INSTRUCTIONS FOR THE TASK
Images are not part of the copy; transcribe all the data exactly.

━━━ RECORDS FOR THE TASK ━━━

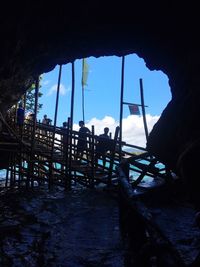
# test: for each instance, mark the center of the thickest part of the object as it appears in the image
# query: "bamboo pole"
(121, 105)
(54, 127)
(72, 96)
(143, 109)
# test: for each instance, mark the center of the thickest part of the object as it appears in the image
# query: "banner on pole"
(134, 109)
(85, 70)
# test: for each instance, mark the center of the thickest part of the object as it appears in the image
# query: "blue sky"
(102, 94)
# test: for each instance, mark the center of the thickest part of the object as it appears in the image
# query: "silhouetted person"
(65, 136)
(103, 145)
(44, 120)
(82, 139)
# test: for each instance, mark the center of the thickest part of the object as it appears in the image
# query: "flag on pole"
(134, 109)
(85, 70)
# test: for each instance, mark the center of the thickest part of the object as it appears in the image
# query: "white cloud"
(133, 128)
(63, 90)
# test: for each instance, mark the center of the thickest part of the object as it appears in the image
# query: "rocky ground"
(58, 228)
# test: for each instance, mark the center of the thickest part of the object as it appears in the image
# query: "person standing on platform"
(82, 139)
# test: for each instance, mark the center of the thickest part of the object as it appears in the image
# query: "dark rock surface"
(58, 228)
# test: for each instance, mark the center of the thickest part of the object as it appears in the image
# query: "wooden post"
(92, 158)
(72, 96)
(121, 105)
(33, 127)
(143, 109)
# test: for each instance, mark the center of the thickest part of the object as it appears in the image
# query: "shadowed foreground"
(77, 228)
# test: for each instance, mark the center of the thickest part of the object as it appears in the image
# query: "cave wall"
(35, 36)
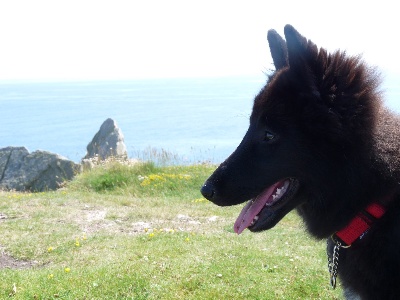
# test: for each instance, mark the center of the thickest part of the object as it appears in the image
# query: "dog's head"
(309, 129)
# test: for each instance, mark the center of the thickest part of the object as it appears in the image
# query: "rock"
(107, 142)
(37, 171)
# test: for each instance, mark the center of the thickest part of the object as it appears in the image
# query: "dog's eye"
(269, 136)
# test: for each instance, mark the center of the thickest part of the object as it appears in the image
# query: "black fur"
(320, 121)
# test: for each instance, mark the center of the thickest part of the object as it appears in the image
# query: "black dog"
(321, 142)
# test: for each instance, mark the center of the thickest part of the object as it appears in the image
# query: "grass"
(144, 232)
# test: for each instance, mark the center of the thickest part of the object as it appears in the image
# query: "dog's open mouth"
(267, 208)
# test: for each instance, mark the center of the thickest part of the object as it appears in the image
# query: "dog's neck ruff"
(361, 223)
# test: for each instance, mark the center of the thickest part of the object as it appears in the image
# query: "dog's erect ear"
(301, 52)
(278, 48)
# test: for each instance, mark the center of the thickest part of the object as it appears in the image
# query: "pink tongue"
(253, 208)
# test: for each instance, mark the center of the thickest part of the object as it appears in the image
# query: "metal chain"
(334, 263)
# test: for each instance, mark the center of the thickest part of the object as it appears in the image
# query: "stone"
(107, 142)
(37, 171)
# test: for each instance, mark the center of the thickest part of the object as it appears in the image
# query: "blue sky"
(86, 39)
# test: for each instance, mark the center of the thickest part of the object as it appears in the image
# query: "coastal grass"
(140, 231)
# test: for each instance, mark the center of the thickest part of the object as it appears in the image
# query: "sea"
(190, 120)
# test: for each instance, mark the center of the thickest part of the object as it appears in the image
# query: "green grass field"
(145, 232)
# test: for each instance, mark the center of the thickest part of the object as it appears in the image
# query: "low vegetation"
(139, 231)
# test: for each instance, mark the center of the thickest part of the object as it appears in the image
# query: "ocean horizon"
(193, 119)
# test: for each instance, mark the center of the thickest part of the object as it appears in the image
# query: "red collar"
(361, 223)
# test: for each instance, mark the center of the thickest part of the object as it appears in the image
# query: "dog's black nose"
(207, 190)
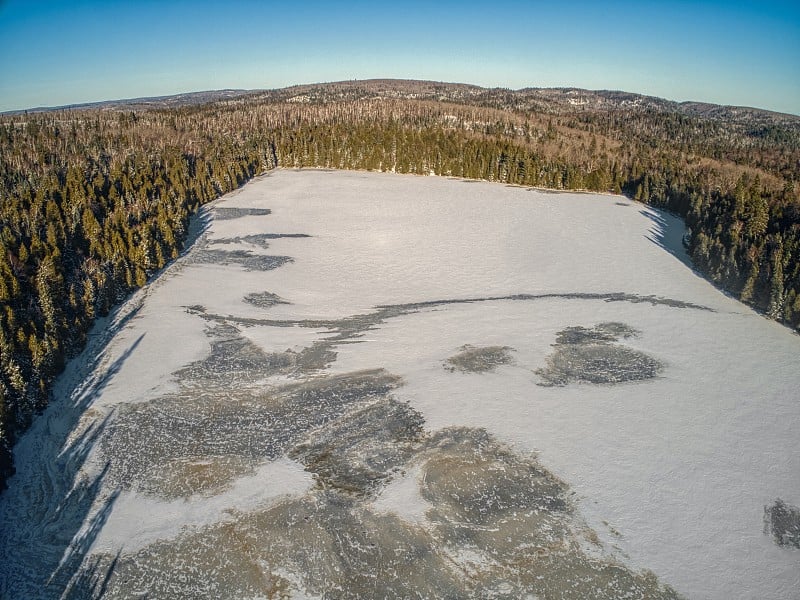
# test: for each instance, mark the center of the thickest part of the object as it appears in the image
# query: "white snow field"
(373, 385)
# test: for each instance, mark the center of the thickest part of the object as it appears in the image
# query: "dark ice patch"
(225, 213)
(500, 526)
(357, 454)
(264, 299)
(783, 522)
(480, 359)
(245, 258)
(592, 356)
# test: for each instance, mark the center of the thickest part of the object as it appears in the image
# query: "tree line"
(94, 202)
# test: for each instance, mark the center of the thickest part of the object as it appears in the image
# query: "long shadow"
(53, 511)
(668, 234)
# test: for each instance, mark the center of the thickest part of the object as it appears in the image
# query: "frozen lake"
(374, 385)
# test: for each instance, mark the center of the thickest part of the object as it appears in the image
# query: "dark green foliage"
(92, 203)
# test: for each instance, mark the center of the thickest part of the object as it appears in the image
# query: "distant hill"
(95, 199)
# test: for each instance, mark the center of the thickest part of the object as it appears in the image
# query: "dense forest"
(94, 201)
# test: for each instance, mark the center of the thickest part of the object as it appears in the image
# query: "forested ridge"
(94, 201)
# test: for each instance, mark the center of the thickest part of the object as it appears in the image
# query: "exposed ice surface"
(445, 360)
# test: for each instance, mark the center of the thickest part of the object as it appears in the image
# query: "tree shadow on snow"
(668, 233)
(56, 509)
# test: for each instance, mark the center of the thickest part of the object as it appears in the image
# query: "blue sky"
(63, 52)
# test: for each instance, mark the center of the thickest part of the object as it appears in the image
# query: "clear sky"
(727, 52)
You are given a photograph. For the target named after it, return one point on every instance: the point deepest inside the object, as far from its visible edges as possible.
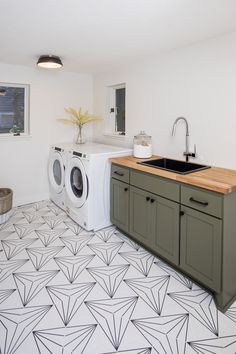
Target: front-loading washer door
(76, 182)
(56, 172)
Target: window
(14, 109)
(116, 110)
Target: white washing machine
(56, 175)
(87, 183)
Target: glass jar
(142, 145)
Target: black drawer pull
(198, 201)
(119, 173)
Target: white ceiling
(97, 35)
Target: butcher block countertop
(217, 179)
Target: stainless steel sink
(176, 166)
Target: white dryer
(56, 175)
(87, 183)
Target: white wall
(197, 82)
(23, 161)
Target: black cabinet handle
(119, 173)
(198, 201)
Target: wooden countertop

━━━

RESPONSE TO THIS EXERCISE
# test: for each instance, mark the center of the thickest part of the object as it appears in the image
# query: "bamboo pole"
(121, 105)
(54, 127)
(72, 96)
(143, 109)
# test: for each instance, mark the center of the thickest part of the object as it appears in the image
# query: "banner on pole"
(134, 109)
(85, 70)
# test: for each instance, mark the center of the thickest part of the object as it appears in the image
# query: "blue sky"
(102, 94)
# test: for each instance, mark the center of the thickest part of the object as it appears in the image
# query: "silhouetted person"
(65, 136)
(103, 145)
(44, 120)
(82, 139)
# test: for each instance, mark the center of the thickest part of the object as it appears in the image
# query: "flag on pole"
(134, 109)
(85, 70)
# test: for each instance, mark the center of the thickest part of the object as it appears in the image
# query: "white cloud"
(133, 128)
(63, 90)
# test: for each instance, mark the center of the thickest part of the object as it appears in the image
# query: "rocky ground"
(58, 228)
# test: for each instance, mark the center of the thickest part of the object as it appears in the image
# query: "person standing on platform"
(82, 139)
# test: for each instance, mark the center of the thickest part of the object as it appears in the image
# query: "dark rock surface"
(58, 228)
# test: for each instance, mark the center of the thickest part of the object as it appears in the image
# query: "wooden post"
(92, 158)
(72, 96)
(121, 105)
(33, 127)
(143, 109)
# test: for each instance, mark the center of the thickest part of the object as it appears in the image
# query: "shadowed foreground"
(77, 228)
# test: for each instance, mark the center of the thickest part of the object as it appears in the image
# query: "cave wall"
(35, 36)
# test: for each instance, mark the center of the thickest part of the object as it appears in the image
# query: "dog's head"
(309, 129)
# test: for each instance, mark the center of the thickest part of the object as it appears in the image
# query: "rock"
(107, 142)
(37, 171)
# test: for each instance, mark the center of the thickest part of the object as it appears in the image
# query: "dog's eye"
(269, 136)
# test: for each instance, mark the center of the thickest part of the object as it appears in the image
# query: "black fur"
(320, 121)
# test: for each instance, mark the center of the thickest part of the object as it appears in the image
# query: "black dog"
(321, 142)
# test: for each instance, mark the center of the thickest part of the object as it appears in the image
# query: "grass"
(144, 232)
# test: for each instance, mark the center of the thickest part of the object as it appears in the image
# query: "dog's open mouth"
(267, 208)
# test: for each instance, mark the center of the thickest part of the object as it appears in the image
# query: "dog's neck ruff"
(361, 223)
# test: for each instance, mark the center of the thickest part of the object as it appears in the image
# query: "dog's erect ear"
(301, 52)
(278, 48)
# test: for each instance, mark the center of the thickest part of the object as it appears in the image
# query: "pink tongue"
(253, 208)
# test: for each instance, mark the center of the thickest part of the object as it appears in the image
# query: "metal chain"
(334, 263)
# test: for each instance, mark the center of the thickest part of the object as it appears in the image
# query: "stone"
(107, 142)
(37, 171)
# test: for each instance, mark the center of the thickest part of the object as it appears in the image
# query: "blue sky"
(86, 39)
# test: for each instance, mark the center of the thickest part of the object as it appears in the image
# query: "coastal grass"
(140, 231)
# test: for each instance, mark the center of the thickest part of the object as it appears in the image
# query: "sea"
(190, 120)
# test: for each instance, mark the center of the thickest part of the object as it appears in the image
# query: "green grass field"
(145, 232)
# test: for each instance, mark the center of the thickest part of the object as it appears in the image
# query: "low vegetation"
(139, 231)
# test: for each instance, mark the center of the thickest part of the object as it appears in the image
# query: "ocean horizon"
(193, 119)
# test: for each instance, mark the center of the thickest part of the object as it appears in the image
# query: "red collar"
(361, 223)
# test: for each instance, mark the center of the thickest part of the object as it appears in the image
# query: "dog's black nose"
(207, 190)
# test: for each instance, mark the center of the thickest part of the object as it appears in the image
# query: "white snow field"
(373, 385)
# test: for each instance, mark the center of the thickest part of the object as it appears in the image
# query: "dark ice patch"
(225, 213)
(500, 526)
(357, 454)
(264, 299)
(783, 522)
(480, 359)
(245, 258)
(592, 356)
# test: for each instance, mark the center of the thickest part of the object as it appears in the image
# query: "tree line"
(94, 202)
# test: for each instance, mark the center of the thickest part of the object as it appears in the image
# query: "long shadow"
(53, 511)
(668, 234)
# test: for each instance, mark the center of the thickest part of the object as it appears in the image
# query: "frozen lake"
(374, 385)
# test: for each instance, mark the center of the thickest part of the object as it appears in the image
# query: "dark green foliage"
(92, 203)
# test: for each instance, mark the center of the thickest part of the object as it appears in the image
# query: "distant hill"
(95, 199)
# test: for each instance, mark the center of the thickest part of the object as it appears in the image
# query: "dense forest"
(94, 201)
# test: for each instance, mark the center of the thickest part of the object as it appears in the image
# query: "forested ridge"
(94, 201)
# test: for each instance, mark the center of the thickest part of the object as it appears in the image
# query: "exposed ice surface"
(445, 360)
# test: for each instance, mark the center of the thickest part of the object as it appears in the image
# query: "tree shadow on snow"
(668, 233)
(56, 509)
# test: for each instance, mark the center of the thickest part of the object as it appears in the image
# query: "blue sky"
(63, 52)
# test: for each instance, mark the center of the thickest part of the object as it appears in the image
# query: "clear sky"
(727, 52)
You are given a photograph. For the target named after it, return one point on every instance: the point deepest inside the object, as far from its visible edges as possible.
Target: front-loading washer door
(76, 182)
(56, 172)
Target: window
(14, 109)
(116, 110)
Target: white washing machine
(56, 175)
(87, 183)
Target: glass jar
(142, 145)
Target: black drawer pull
(198, 201)
(119, 173)
Target: white ceiling
(97, 35)
Target: butcher block countertop
(217, 179)
Target: stainless steel sink
(176, 166)
Target: white dryer
(56, 175)
(87, 183)
Target: white wall
(197, 82)
(23, 161)
Target: black cabinet handle
(119, 173)
(198, 201)
Target: wooden countertop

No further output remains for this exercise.